>> start GIVEN DATA

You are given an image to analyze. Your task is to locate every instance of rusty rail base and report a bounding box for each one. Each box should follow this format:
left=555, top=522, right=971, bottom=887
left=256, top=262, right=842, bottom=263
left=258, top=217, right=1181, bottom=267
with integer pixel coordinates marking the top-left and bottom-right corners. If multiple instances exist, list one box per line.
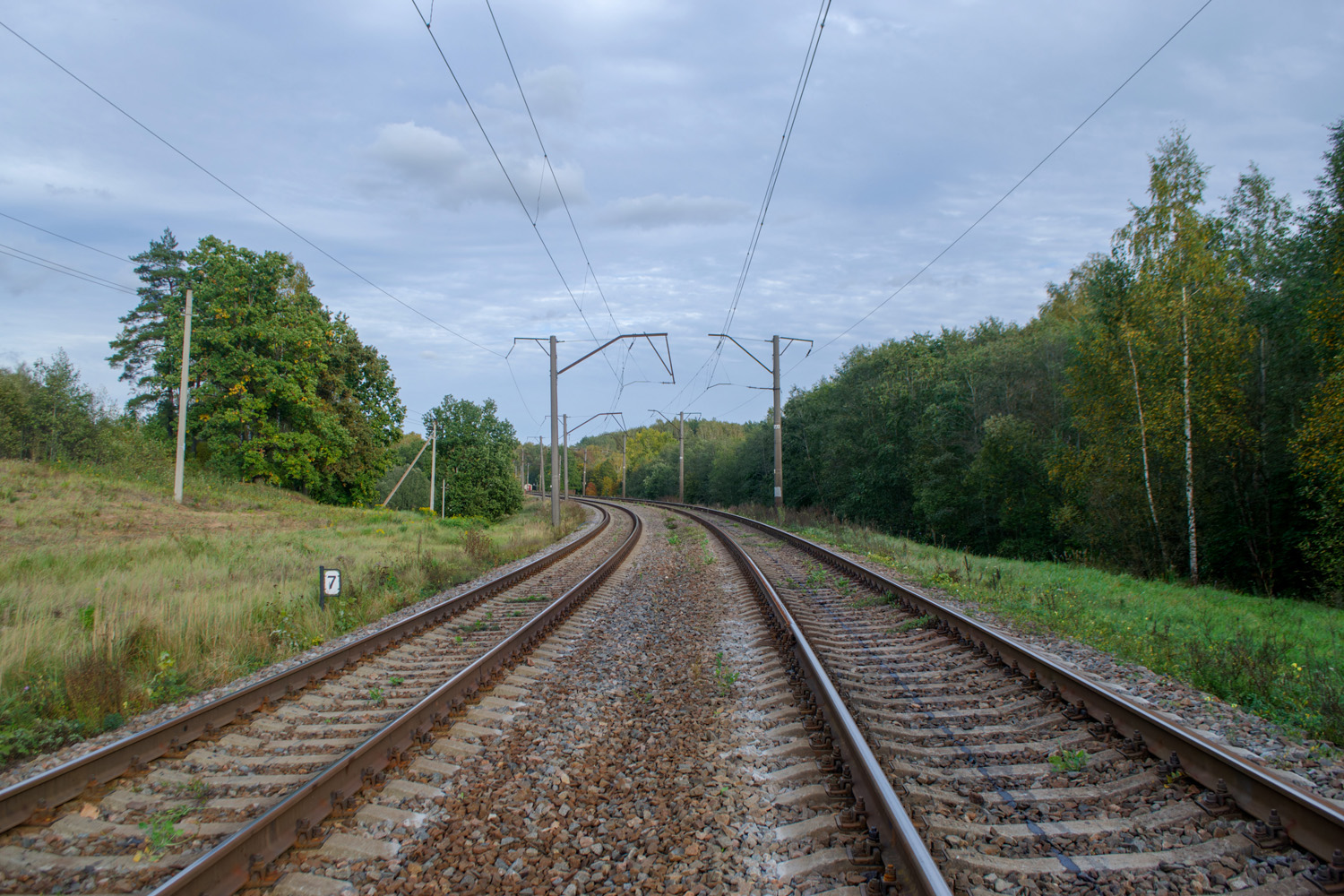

>> end GIVEN DATA

■ THE EXERCISE
Can you copy the whole listing above line for line, without changing a word, and leave out the picture?

■ IN RESPONSE
You are given an image to analyze. Your task is to locate every instance of rusty rail base and report a bounding box for each one. Each box should follow this format:
left=555, top=522, right=971, bottom=887
left=256, top=262, right=842, bottom=263
left=258, top=217, right=1181, bottom=267
with integer pixel coordinates marking the top-left and bottom-right corners. If multiple instances exist, list one box per line.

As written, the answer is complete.